** start **

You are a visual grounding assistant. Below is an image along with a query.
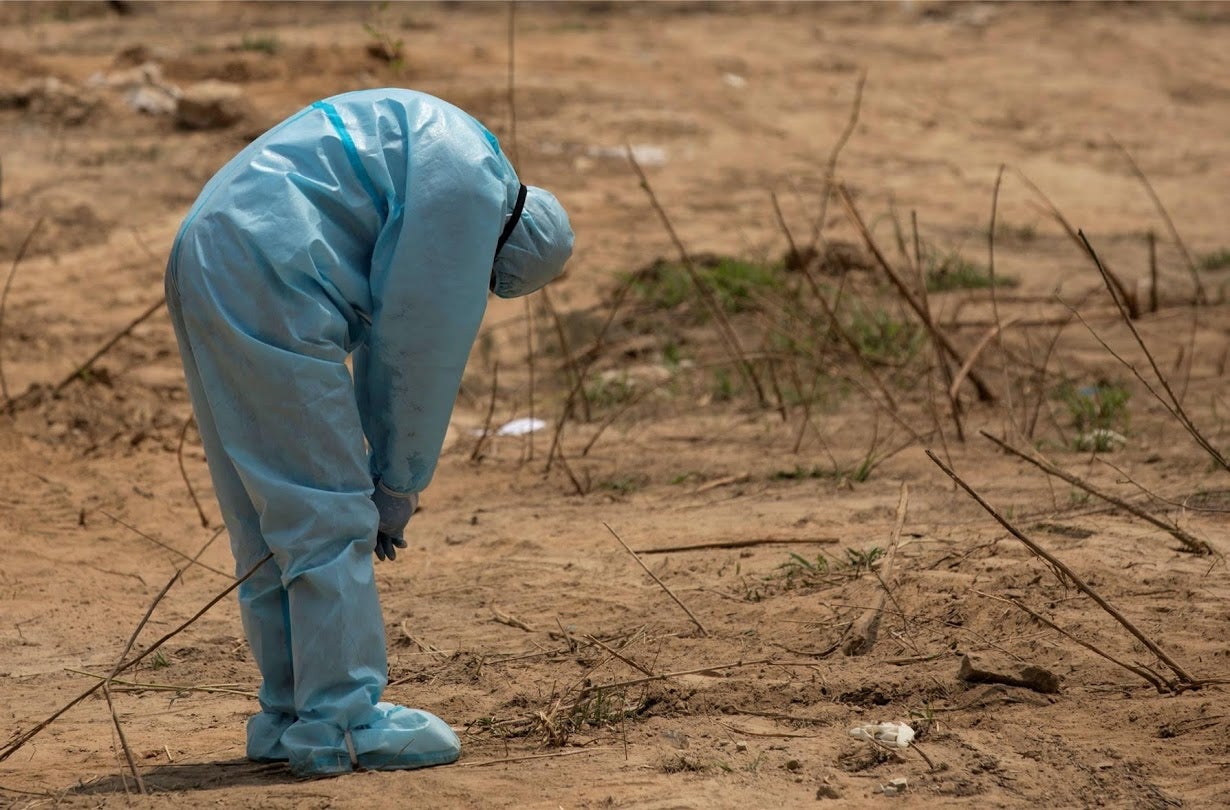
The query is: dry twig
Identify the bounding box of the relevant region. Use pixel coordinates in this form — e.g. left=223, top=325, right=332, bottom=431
left=603, top=522, right=708, bottom=637
left=974, top=590, right=1175, bottom=692
left=0, top=553, right=273, bottom=762
left=926, top=450, right=1200, bottom=688
left=0, top=216, right=46, bottom=408
left=838, top=184, right=995, bottom=402
left=1076, top=231, right=1230, bottom=472
left=979, top=430, right=1216, bottom=554
left=625, top=145, right=768, bottom=406
left=841, top=482, right=910, bottom=655
left=175, top=414, right=209, bottom=529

** end **

EXERCISE DESCRIPTION: Copy all of the lines above word for word, leaving out the picture.

TASK RESULT:
You are a visual grounding assistant. Below is an image along with a query.
The query is: dry twig
Identify the bounding box of the relevant region. Use pixel coordinates in this form — e.g. left=223, top=325, right=332, bottom=431
left=603, top=522, right=708, bottom=637
left=974, top=590, right=1175, bottom=692
left=0, top=553, right=273, bottom=762
left=926, top=450, right=1200, bottom=688
left=0, top=216, right=46, bottom=408
left=838, top=184, right=995, bottom=402
left=1076, top=231, right=1230, bottom=472
left=979, top=430, right=1216, bottom=554
left=625, top=145, right=768, bottom=406
left=841, top=482, right=910, bottom=655
left=175, top=414, right=209, bottom=529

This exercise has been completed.